======== Record set

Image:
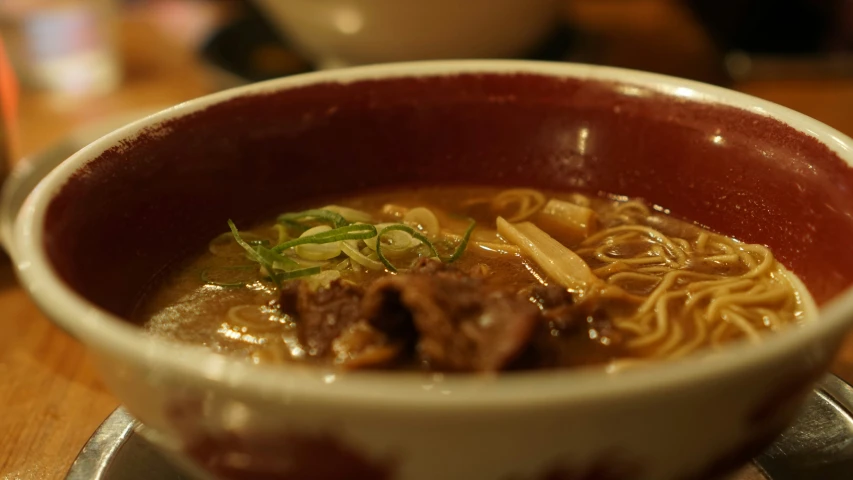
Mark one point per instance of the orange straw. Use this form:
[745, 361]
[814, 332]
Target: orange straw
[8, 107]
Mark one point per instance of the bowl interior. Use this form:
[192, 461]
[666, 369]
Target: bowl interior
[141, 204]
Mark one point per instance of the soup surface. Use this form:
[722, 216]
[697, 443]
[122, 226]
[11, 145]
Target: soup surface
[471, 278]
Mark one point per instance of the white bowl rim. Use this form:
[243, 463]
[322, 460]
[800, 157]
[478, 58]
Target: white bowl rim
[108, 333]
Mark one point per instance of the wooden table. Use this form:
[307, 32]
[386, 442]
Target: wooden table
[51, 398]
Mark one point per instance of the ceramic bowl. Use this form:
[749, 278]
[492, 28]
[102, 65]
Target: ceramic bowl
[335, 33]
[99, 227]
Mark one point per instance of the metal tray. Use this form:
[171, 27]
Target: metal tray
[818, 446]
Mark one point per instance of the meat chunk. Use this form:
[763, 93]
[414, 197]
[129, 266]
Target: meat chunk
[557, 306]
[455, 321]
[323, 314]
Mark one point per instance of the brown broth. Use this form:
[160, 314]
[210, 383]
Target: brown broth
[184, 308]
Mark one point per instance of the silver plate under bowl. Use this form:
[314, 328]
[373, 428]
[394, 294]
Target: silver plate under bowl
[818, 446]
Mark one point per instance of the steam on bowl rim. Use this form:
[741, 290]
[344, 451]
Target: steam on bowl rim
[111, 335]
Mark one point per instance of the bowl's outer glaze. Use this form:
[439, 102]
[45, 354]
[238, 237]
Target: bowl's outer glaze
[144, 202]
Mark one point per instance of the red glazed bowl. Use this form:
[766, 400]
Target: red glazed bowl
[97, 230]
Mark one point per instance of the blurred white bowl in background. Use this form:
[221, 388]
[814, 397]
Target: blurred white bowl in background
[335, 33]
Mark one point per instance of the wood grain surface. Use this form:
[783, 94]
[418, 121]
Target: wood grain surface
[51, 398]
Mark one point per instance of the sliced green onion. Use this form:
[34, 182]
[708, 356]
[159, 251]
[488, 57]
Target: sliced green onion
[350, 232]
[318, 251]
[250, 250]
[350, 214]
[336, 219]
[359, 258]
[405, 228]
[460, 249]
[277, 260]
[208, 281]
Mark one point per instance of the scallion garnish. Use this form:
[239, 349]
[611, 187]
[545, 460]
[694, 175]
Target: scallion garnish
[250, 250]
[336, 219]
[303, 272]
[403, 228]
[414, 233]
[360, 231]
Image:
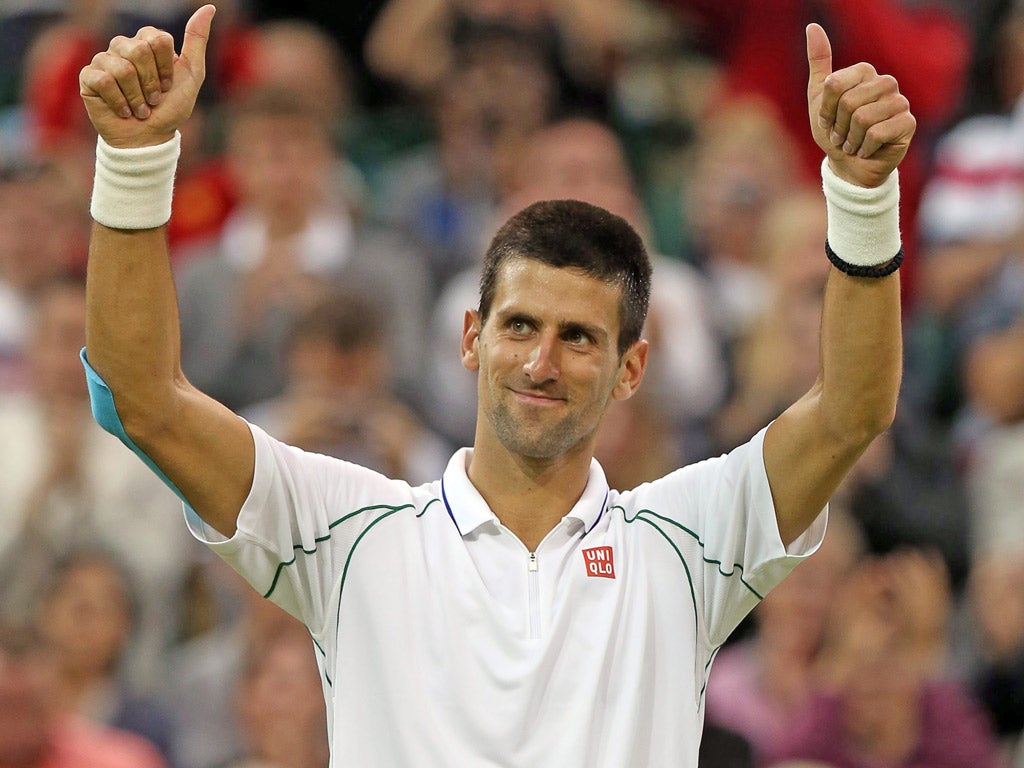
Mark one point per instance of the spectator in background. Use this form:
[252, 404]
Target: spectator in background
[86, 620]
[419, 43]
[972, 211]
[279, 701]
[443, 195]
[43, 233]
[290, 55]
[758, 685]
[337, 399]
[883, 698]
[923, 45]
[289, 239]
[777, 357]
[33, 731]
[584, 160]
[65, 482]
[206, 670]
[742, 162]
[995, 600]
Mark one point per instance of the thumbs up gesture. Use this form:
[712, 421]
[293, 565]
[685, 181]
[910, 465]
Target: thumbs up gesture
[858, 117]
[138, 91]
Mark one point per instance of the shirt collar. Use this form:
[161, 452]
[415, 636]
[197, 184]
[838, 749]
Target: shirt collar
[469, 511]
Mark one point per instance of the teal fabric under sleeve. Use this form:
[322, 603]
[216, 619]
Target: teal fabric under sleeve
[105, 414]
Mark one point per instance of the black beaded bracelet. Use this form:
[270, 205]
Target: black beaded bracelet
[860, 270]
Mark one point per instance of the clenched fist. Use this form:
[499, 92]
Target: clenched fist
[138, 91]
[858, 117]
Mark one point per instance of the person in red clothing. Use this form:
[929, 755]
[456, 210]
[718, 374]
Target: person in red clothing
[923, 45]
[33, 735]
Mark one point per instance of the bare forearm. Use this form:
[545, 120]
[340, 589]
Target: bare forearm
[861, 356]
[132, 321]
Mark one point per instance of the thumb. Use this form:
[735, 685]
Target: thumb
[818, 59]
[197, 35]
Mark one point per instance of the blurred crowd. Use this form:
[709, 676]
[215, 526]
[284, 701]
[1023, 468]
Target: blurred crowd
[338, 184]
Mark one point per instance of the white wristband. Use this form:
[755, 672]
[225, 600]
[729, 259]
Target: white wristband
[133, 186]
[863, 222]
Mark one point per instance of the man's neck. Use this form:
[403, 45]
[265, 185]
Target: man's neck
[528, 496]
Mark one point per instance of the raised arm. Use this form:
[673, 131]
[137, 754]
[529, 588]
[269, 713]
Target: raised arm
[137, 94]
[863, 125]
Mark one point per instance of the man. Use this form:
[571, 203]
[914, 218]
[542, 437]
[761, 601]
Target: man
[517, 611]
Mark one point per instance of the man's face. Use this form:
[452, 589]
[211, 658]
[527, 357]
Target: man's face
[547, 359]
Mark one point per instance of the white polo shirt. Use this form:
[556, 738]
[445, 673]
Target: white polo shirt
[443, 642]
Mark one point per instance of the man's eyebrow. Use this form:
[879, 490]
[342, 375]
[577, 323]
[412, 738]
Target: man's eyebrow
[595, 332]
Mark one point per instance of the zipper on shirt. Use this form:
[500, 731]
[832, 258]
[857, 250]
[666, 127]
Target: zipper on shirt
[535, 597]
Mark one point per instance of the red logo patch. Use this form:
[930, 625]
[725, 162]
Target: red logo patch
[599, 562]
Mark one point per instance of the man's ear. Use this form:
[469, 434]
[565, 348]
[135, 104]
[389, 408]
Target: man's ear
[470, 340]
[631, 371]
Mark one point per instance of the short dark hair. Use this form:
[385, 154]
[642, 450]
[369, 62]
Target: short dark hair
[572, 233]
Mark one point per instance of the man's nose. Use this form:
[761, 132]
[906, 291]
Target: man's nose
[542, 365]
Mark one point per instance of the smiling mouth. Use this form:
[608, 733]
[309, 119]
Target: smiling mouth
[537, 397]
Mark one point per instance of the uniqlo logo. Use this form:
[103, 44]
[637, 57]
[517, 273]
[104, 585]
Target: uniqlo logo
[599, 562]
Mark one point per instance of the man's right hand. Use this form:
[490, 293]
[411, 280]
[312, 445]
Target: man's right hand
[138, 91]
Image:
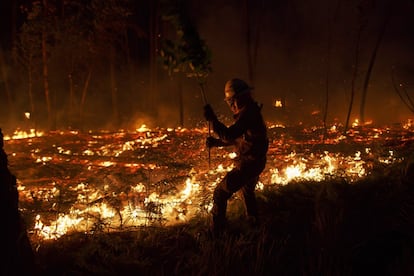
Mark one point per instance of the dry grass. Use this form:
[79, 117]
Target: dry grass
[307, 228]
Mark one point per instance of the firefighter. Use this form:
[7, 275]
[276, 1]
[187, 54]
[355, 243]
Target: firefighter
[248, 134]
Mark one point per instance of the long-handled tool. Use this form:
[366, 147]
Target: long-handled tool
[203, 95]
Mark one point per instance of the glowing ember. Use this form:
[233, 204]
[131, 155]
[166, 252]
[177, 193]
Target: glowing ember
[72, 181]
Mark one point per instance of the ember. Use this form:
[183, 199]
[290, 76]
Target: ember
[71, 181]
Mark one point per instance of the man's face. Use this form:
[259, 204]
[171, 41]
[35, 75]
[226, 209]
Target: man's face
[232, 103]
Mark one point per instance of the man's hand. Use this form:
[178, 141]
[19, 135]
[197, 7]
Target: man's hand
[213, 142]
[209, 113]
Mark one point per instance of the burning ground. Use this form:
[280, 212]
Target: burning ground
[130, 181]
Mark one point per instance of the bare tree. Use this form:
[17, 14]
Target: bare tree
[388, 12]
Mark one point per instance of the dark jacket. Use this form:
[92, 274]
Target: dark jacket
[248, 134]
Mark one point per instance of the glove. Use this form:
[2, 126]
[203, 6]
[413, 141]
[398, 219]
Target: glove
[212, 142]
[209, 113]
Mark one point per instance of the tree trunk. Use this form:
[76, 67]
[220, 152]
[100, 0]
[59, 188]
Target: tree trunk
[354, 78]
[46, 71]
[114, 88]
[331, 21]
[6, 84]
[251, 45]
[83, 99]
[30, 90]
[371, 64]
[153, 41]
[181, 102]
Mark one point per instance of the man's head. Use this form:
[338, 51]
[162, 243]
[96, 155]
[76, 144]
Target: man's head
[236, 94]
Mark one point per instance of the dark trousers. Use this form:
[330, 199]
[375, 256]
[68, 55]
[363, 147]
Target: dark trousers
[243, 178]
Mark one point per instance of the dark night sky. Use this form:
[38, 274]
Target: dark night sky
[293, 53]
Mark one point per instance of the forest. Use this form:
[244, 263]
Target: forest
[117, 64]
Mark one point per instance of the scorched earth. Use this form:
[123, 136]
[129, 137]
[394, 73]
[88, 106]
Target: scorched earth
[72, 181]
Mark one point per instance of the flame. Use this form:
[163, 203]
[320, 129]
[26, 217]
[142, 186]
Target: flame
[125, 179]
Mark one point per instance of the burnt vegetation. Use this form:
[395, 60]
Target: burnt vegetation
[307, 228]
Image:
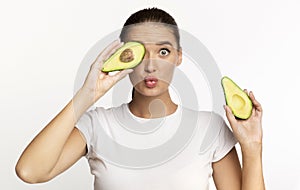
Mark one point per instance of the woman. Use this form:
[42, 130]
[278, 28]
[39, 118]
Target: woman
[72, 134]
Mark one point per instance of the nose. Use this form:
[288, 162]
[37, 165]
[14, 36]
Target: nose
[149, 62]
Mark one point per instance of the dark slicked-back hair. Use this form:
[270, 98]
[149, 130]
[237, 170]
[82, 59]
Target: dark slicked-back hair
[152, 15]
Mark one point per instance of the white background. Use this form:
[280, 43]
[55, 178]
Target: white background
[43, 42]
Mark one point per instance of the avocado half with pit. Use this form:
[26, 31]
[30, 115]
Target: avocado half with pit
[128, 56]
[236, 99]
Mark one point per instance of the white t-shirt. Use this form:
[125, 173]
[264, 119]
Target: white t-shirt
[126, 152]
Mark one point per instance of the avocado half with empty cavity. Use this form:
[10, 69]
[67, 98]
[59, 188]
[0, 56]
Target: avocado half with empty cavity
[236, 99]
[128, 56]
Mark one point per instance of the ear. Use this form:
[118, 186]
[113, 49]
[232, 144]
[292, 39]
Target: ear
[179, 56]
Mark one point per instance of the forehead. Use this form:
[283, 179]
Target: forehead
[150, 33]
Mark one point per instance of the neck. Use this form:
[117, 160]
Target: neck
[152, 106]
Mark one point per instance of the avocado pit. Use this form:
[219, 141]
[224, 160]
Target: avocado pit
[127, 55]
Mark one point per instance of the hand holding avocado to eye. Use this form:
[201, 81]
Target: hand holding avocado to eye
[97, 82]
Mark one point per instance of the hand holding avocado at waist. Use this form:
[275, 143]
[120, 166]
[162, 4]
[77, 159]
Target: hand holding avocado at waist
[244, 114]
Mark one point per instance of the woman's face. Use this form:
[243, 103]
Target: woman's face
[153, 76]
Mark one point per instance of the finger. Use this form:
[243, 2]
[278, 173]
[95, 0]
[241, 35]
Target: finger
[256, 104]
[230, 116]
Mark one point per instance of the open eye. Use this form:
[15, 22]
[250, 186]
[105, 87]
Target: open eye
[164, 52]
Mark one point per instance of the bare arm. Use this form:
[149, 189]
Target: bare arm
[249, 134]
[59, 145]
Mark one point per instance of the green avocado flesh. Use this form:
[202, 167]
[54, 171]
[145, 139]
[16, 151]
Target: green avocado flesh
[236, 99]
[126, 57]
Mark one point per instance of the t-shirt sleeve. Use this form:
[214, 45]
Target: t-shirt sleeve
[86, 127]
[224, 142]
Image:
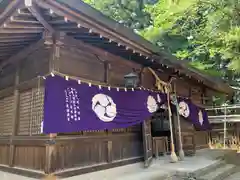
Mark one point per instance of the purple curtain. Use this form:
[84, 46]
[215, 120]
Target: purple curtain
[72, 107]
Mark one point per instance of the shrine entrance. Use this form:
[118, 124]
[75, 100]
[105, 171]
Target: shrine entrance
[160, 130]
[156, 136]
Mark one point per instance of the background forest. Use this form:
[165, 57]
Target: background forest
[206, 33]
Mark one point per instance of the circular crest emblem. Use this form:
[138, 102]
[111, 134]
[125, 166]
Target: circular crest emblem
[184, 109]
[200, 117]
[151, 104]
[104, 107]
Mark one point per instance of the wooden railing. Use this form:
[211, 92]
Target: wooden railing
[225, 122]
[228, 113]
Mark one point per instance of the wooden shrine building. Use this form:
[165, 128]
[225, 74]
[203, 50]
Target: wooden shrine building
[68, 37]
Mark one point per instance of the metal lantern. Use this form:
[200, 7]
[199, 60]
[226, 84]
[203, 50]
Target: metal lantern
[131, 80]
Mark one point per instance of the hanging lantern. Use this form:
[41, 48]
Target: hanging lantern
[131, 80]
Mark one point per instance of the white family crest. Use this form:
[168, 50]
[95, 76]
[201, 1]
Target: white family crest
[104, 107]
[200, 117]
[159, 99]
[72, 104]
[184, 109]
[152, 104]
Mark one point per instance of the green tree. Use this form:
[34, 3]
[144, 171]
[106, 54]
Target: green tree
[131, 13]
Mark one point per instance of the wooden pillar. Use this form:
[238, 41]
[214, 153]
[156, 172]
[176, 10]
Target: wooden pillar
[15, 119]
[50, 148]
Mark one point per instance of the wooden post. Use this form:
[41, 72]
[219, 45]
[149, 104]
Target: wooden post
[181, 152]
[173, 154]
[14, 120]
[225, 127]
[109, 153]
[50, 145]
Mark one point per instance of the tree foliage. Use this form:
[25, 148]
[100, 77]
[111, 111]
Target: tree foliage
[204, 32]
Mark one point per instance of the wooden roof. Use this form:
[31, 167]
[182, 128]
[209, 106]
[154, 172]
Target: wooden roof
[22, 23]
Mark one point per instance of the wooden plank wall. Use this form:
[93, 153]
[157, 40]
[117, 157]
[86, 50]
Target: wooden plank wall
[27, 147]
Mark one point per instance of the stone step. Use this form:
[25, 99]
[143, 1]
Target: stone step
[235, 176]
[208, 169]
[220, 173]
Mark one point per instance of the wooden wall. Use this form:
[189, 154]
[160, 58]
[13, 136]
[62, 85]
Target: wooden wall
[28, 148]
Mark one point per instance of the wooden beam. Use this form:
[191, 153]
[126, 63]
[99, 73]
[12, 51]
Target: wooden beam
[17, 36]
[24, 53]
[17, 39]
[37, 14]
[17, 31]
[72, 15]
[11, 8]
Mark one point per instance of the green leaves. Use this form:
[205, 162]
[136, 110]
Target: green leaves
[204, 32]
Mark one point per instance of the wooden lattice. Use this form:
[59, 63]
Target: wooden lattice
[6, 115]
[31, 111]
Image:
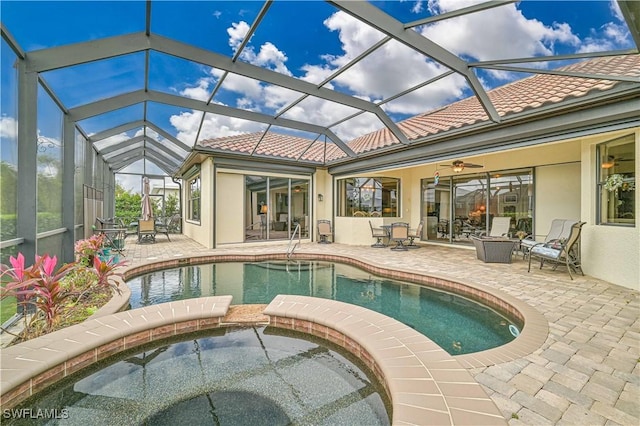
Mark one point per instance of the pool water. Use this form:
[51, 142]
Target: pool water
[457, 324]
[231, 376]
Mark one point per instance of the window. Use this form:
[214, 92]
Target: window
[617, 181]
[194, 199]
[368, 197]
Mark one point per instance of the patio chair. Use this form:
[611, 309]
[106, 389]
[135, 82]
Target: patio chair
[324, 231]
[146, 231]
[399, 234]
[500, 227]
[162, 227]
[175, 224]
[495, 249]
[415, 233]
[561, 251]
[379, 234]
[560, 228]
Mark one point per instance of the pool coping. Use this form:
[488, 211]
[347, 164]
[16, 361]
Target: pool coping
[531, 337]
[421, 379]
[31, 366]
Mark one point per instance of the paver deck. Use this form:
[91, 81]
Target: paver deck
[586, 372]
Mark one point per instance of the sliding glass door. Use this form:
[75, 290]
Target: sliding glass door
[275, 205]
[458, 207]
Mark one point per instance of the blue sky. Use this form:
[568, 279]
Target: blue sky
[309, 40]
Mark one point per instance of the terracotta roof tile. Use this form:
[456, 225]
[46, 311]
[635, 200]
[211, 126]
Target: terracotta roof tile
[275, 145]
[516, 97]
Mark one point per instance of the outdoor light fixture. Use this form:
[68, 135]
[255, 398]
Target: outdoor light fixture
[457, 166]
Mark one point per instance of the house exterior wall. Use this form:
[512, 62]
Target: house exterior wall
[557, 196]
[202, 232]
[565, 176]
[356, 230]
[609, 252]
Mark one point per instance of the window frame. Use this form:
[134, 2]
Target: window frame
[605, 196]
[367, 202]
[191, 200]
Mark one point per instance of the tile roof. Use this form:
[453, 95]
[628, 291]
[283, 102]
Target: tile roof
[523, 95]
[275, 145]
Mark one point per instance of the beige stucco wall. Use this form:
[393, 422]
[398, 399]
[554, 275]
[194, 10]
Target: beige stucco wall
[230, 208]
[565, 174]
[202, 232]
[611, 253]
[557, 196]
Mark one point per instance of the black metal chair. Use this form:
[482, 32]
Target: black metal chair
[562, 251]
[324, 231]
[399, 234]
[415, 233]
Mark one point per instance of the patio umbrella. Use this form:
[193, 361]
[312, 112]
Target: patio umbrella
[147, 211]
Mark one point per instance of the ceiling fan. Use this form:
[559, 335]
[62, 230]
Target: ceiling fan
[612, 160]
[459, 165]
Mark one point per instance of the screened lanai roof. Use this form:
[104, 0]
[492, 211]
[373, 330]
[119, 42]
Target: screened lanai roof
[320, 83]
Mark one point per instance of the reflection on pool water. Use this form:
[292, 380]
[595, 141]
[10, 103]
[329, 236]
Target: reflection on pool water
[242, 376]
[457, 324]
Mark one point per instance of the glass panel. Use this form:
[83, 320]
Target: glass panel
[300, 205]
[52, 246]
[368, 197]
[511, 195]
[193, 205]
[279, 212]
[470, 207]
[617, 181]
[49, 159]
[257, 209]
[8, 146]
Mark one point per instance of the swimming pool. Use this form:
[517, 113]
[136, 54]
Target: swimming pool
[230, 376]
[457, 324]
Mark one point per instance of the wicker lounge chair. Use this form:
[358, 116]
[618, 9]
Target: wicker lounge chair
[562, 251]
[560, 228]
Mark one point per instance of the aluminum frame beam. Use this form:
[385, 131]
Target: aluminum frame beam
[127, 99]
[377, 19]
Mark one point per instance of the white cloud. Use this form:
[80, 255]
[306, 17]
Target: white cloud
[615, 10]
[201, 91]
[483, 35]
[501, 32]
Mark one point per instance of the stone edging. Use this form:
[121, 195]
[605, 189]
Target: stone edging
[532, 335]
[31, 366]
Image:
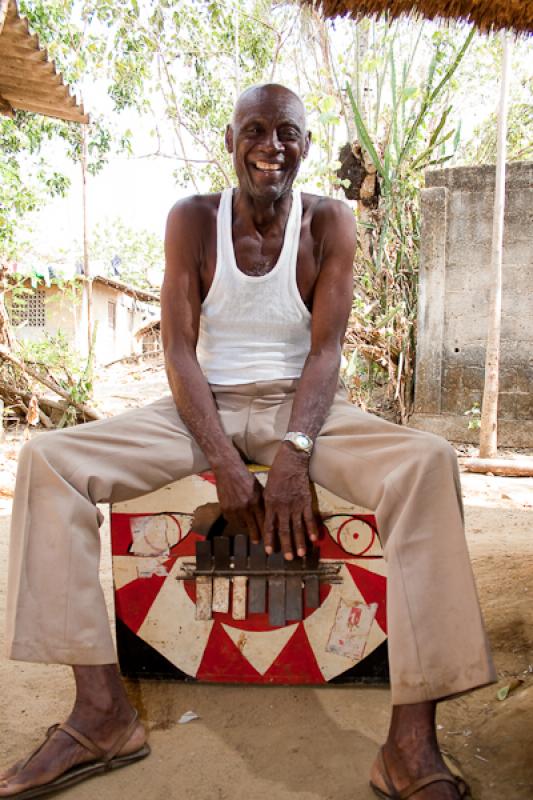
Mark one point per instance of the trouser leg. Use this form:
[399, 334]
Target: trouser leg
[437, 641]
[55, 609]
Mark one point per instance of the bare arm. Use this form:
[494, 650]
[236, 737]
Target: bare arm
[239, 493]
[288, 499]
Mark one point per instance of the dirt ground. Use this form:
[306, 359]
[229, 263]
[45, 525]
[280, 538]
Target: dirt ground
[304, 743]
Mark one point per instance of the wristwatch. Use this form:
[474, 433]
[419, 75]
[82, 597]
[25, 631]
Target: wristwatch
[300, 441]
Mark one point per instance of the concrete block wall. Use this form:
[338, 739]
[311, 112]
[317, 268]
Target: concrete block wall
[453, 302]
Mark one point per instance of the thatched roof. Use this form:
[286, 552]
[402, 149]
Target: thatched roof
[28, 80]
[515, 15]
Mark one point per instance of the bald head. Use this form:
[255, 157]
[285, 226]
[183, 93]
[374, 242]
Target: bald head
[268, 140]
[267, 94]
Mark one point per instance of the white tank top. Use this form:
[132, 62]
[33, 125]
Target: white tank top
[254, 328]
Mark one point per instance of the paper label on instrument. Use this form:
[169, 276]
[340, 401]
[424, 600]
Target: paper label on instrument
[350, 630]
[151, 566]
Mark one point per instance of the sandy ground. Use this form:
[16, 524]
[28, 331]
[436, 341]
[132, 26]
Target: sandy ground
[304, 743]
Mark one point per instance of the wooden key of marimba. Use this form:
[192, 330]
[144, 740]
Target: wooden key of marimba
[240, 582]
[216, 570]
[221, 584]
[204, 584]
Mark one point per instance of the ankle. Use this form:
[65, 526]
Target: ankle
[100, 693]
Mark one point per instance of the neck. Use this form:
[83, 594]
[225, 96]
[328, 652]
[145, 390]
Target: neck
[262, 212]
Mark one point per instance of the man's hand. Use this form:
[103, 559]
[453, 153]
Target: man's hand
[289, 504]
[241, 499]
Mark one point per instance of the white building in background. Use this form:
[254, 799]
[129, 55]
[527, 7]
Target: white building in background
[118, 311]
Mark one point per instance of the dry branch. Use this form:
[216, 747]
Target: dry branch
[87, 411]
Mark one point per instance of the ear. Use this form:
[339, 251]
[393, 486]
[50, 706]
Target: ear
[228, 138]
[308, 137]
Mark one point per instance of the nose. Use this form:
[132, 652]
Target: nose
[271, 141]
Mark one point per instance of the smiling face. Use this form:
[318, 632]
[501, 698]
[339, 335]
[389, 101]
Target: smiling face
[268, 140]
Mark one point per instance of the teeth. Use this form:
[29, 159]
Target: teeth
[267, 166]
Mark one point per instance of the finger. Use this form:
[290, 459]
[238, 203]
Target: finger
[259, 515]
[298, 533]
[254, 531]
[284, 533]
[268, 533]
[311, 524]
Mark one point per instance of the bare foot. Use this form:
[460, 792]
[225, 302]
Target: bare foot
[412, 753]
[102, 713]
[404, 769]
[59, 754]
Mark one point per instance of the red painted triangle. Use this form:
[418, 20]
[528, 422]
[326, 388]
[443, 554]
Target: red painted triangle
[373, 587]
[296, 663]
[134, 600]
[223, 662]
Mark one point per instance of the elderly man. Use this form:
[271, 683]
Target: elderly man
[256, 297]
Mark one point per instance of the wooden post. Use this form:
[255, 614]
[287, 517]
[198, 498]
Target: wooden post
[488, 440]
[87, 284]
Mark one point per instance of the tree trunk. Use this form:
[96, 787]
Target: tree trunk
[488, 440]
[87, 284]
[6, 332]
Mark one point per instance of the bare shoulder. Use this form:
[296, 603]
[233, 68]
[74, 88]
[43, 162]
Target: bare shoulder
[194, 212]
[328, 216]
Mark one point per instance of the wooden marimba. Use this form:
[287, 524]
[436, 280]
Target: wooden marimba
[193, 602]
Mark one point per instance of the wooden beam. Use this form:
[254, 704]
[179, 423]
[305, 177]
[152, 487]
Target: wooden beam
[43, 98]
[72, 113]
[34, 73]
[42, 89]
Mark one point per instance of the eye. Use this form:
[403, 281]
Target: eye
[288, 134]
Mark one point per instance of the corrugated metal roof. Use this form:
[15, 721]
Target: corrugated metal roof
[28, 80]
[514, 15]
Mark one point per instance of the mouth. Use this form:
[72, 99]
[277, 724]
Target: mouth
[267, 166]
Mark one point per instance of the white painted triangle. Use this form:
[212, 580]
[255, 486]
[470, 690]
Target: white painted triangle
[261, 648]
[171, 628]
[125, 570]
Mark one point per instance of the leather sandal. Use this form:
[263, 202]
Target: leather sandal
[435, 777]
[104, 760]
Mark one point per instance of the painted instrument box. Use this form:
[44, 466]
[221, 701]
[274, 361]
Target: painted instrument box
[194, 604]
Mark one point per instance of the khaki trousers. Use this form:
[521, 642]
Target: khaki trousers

================

Task brief:
Find all lines holding the word "khaki" in the records above and copy them.

Output:
Mark one point per instance of the khaki trousers. Use this form:
Target: khaki trousers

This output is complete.